■ PAGE EXTRACT
BEGIN
# Seiko Grand Quartz 4843 caliber



## RogerE (Dec 7, 2007)

Happy New Year! Does anyone have pictures +/- information about this early 70's Seiko movement? Thanks in advance.


----------



## martback (Feb 11, 2006)

Not much, but here is what I know. The 4843 is a Suwa (as opposed to Daini) development, introduced in 1974 as part of a series with the 4823 King Quartz and the 4883 Superior, probably as a successor to the 38 series. It has a 5 second per year variance and an estimated battery life of two years. It was Seikos first watch to have the Grand Quartz designation.

/ mart


----------



## RogerE (Dec 7, 2007)

Great! Thanks very much for the info.


----------



## dwjquest (Jul 22, 2006)

martback said:


> Not much, but here is what I know. The 4843 is a Suwa (as opposed to Daini) development, introduced in 1974 as part of a series with the 4823 King Quartz and the 4883 Superior, probably as a successor to the 38 series. It has a 5 second per year variance and an estimated battery life of two years. It was Seikos first watch to have the Grand Quartz designation.
> 
> / mart


If my memory serves me correctly, the Seiko calibre 4843 has an accuracy of +-5 sec/month. It is not a temperature compensated calibre and although somewhat more accurate than the +- 15 sec/month of most Seiko quartz movements, it is not in the league of movements that have the +- 5 sec/year accuracy. That club is quite small indeed!
END
■ ACTIONS TO TAKE
[1] Answer from the thread about the Seiko 4843 caliber:
(a) In what year was the 4843 introduced?
(b) What estimated battery life does martback give for it?
(c) According to dwjquest, what accuracy do most Seiko quartz movements have?
[2] Carry on the thread about the Seiko 4843 caliber from the point where it stops.
The lines that come after this aren't needed for anything here.

■ DATA PROVIDED
BEGIN
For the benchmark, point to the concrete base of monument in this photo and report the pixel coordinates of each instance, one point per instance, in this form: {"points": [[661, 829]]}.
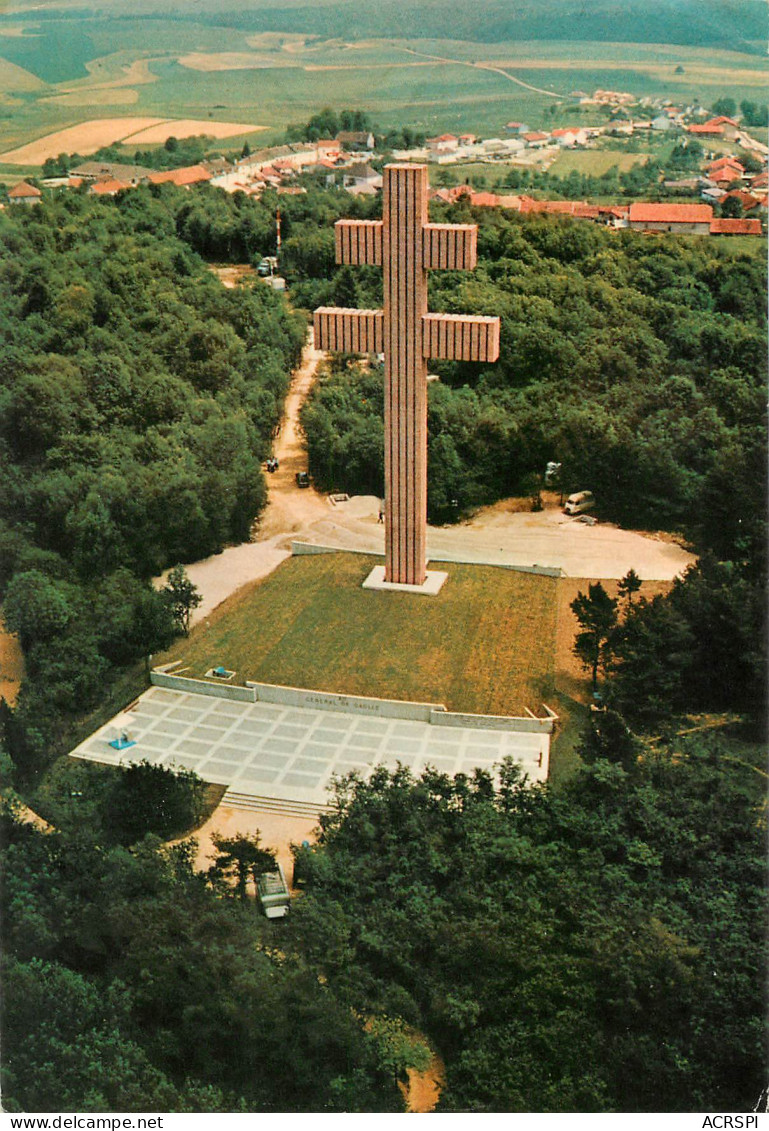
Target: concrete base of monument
{"points": [[431, 585]]}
END
■ SET OF ANSWERS
[1]
(a) 1974
(b) Two years
(c) +- 15 sec/month

[2]
----------



## RogerE (Dec 7, 2007)

Thanks to you as well. Do you know if it was a 'twin-quartz' movement, or was that technology not intro'd until 1978 or so? I guess twin-quartz movements were nominally thermo-compensated by design, but please correct me if I am wrong.


----------



## dwjquest (Jul 22, 2006)

RogerE said:


> Thanks to you as well. Do you know if it was a 'twin-quartz' movement, or was that technology not intro'd until 1978 or so? I guess twin-quartz movements were nominally thermo-compensated by design, but please correct me if I am wrong.


It is not a twin quartz movement. I think that all Seiko twin quartz movements were thermo-compensated. Here is a thread that has some discussion of this movement:

http://www.larrybiggs.net/scwf/index.php?mod=103&action=0&id=1177195402

The photo below is of a 4843 movement. The watch dial shows only the single quartz logo. The second photo is of a twin quartz dial showing the twin quartz logo. The twin quartz shown is currently keeping time to about -3 sec/yr.


----------



## RogerE (Dec 7, 2007)

dwjquest said:


> It is not a twin quartz movement. I think that all Seiko twin quartz movements were thermo-compensated. Here is a thread that has some discussion of this movement:
> 
> http://www.larrybiggs.net/scwf/index.php?mod=103&action=0&id=1177195402
> 
> The photo below is of a 4843 movement. The watch dial shows only the single quartz logo. The second photo is of a twin quartz dial showing the twin quartz logo. The twin quartz shown is currently keeping time to about -3 sec/yr.


That's great - thank you again. You 'Okies' are very nice!


----------



## Bruce Reding (May 5, 2005)

I hadn't realized that about the logos, David. Good info!


----------



## koalma (Dec 3, 2007)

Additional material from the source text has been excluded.